_Task statement_.
Transcribe each of the items below word for word, reproducing every line without change.

┌──

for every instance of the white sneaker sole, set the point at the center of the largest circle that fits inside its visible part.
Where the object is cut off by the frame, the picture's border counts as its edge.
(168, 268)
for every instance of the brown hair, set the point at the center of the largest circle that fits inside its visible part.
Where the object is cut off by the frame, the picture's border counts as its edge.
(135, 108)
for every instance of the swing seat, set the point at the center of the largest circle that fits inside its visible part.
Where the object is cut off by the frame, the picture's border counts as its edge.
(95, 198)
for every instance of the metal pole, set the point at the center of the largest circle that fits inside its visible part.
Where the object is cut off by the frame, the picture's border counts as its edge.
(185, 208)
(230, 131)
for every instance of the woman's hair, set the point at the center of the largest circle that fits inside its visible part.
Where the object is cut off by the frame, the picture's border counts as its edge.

└──

_Exercise solution_.
for every instance of the white sneaker sole, set the point at the center of the largest circle that fits inside its visible part.
Where the object is cut off by the frame, the picture's border counts as its edge.
(168, 268)
for every instance of the brown hair, set the point at the center of the largest circle that fits inside its visible part.
Where the object is cut off by the frame, the picture's border counts as its edge.
(135, 108)
for every instance of the swing seat, set the point at the center of the largest circle that fits inside its visible part.
Where the object is cut off by the frame, the picture's border counts as its edge.
(95, 198)
for every instance of the metal pole, set the point at the center of the largest circle that fits inside its visible part.
Where the object is cut off by the frame, the picture's border counts as its edge.
(185, 208)
(230, 131)
for every instance of the woman's hair, set the point at the center of the largest circle that fits inside its visible part.
Where the object is cut off by the frame, the picture's border counts as its edge.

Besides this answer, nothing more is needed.